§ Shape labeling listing

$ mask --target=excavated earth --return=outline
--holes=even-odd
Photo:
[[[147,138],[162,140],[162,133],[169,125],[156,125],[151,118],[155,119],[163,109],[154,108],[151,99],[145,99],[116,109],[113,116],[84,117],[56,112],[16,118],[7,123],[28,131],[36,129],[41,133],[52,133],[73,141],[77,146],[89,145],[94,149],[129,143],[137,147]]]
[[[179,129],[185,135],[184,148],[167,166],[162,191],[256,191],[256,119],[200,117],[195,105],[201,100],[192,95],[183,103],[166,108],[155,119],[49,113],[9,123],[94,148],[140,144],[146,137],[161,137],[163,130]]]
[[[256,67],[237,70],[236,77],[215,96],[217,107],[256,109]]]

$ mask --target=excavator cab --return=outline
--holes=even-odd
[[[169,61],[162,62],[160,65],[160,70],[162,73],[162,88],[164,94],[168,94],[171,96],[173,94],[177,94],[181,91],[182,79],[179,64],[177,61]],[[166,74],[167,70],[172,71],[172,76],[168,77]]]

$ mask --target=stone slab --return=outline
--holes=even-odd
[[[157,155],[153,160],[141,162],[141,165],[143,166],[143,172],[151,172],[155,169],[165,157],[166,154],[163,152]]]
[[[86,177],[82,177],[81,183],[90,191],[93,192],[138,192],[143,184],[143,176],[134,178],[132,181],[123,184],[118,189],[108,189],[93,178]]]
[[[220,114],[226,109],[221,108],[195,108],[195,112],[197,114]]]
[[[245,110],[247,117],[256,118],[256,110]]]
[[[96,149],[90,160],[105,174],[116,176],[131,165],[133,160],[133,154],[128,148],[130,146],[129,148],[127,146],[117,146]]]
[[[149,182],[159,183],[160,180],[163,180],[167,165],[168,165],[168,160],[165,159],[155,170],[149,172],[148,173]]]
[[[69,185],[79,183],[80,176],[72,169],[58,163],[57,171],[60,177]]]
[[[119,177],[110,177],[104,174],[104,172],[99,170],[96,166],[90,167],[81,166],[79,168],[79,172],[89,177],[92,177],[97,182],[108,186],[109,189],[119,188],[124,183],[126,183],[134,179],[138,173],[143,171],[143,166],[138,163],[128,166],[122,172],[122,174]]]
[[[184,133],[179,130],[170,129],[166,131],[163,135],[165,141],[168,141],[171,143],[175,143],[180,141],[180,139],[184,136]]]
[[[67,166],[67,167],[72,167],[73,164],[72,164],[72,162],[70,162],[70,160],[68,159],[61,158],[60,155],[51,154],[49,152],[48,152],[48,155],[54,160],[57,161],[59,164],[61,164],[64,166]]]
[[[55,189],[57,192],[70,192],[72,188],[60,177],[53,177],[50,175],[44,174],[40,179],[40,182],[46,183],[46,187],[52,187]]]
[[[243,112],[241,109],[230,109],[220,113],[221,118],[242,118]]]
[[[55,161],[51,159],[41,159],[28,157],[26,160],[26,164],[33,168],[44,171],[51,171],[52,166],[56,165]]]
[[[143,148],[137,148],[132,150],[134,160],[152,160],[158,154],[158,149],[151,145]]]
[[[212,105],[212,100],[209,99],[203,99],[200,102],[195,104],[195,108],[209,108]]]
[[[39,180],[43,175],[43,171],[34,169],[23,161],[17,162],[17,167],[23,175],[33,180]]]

§ DO THIS
Edit the listing from the line containing "--target=stone slab --return=outline" through the end of the listing, changing "stone slab" to "flagstone" and leaving everything else untouched.

§ EXERCISE RESPONSE
$ mask --target=flagstone --return=outline
--holes=even-odd
[[[157,155],[153,160],[141,162],[141,165],[143,166],[143,172],[151,172],[155,169],[165,157],[166,154],[163,152]]]
[[[86,177],[82,177],[81,183],[90,191],[93,192],[138,192],[143,184],[143,176],[134,178],[132,181],[123,184],[118,189],[108,189],[93,178]]]
[[[220,114],[226,109],[221,108],[195,108],[195,112],[197,114]]]
[[[245,110],[247,117],[256,118],[256,110]]]
[[[96,149],[90,160],[105,174],[116,176],[131,165],[133,160],[133,154],[128,148],[130,146],[129,148],[127,146],[117,146]]]
[[[149,182],[159,183],[160,180],[163,180],[167,165],[168,165],[168,160],[165,159],[155,170],[149,172],[148,173]]]
[[[69,185],[79,183],[80,176],[72,169],[58,163],[57,171],[60,177]]]
[[[119,177],[110,177],[104,174],[104,172],[99,170],[96,166],[90,167],[81,166],[79,168],[79,172],[89,177],[92,177],[97,182],[108,186],[109,189],[119,188],[124,183],[126,183],[134,179],[138,173],[143,171],[143,166],[138,163],[128,166],[122,172],[122,174]]]
[[[184,133],[179,130],[170,129],[166,131],[163,135],[165,141],[168,141],[171,143],[175,143],[180,141],[180,139],[184,136]]]
[[[67,166],[67,167],[72,167],[73,164],[72,164],[72,162],[70,162],[70,160],[68,159],[61,158],[60,155],[51,154],[49,152],[48,152],[48,155],[54,160],[57,161],[59,164],[61,164],[64,166]]]
[[[55,189],[57,192],[70,192],[72,188],[60,177],[53,177],[50,175],[44,174],[40,179],[40,182],[46,183],[46,187],[52,187]]]
[[[243,112],[241,109],[230,109],[220,113],[221,118],[242,118]]]
[[[55,161],[51,159],[41,159],[28,157],[26,160],[26,164],[33,168],[44,171],[51,171],[52,166],[56,165]]]
[[[143,148],[137,148],[132,150],[134,160],[152,160],[158,154],[158,149],[151,145]]]
[[[212,105],[212,100],[209,99],[203,99],[200,102],[195,104],[195,108],[209,108]]]
[[[39,180],[43,175],[43,171],[34,169],[23,161],[17,162],[17,167],[23,175],[33,180]]]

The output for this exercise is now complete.